What this task involves:
Return, exactly as written, all lines from the line containing "Would you kindly indicate the blonde" to the end of the entries below, with both ends included.

Records provided:
===
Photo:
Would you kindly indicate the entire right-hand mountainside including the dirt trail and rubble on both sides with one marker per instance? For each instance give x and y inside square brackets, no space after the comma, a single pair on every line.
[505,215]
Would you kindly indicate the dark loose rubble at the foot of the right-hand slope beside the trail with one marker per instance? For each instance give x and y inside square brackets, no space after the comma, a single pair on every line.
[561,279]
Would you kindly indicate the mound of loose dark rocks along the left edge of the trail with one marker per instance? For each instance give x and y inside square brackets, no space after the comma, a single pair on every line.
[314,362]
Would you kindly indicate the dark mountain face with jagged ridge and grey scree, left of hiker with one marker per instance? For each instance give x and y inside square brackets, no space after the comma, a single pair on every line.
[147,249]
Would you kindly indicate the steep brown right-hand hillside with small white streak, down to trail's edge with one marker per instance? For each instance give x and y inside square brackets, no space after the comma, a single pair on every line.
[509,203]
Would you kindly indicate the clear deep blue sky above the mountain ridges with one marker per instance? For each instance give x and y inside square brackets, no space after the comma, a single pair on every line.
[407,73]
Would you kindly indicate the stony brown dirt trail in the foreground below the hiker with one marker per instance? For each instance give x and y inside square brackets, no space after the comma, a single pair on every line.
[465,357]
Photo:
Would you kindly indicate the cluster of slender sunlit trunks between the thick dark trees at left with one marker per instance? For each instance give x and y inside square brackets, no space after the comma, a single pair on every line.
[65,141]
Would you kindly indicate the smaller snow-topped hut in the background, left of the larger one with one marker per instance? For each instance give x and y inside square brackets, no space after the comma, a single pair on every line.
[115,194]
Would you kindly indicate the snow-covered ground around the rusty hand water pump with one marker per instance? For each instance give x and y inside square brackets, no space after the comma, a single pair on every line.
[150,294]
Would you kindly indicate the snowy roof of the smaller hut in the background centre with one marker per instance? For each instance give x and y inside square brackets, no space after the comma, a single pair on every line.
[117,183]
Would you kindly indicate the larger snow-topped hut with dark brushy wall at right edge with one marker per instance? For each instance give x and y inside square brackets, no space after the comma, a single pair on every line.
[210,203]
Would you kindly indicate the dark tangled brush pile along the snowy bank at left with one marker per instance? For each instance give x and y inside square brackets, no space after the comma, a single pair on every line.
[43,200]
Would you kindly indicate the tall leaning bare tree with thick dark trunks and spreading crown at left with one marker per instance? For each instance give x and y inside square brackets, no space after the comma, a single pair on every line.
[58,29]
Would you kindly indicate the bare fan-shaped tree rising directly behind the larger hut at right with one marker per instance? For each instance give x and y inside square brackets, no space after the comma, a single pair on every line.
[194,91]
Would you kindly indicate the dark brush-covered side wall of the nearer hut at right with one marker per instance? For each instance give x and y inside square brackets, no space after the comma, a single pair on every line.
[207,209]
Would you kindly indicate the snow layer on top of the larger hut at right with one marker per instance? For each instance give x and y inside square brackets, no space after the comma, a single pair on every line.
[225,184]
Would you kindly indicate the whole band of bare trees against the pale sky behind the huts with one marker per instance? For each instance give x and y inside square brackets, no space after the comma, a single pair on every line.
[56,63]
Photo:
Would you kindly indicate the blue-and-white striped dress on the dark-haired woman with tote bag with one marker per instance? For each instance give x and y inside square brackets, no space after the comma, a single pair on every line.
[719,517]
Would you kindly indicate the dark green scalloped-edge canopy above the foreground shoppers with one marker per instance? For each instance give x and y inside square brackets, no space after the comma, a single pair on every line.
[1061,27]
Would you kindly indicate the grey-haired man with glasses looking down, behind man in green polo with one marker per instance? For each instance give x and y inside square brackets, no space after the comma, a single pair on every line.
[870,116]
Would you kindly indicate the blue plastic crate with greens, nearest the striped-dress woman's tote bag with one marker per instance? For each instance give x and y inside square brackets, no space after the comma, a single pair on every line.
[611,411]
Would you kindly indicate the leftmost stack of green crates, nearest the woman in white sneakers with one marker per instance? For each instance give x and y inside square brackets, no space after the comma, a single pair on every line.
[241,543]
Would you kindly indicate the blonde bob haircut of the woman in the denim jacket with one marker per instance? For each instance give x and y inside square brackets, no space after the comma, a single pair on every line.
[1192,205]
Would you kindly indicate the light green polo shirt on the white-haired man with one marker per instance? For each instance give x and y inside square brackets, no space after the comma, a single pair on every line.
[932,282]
===
Output below:
Would you kindly indicate the blonde bob haircut of the woman in the denim jacket with one marker per instance? For each instance give x and y inside square brackets, no space after the comma, a single pair on every line.
[1192,205]
Would you kindly indicate the light green polo shirt on the white-haired man with one marker per instance? For each instance give x and y inside square brackets, no space after the comma, a single pair on every line.
[932,282]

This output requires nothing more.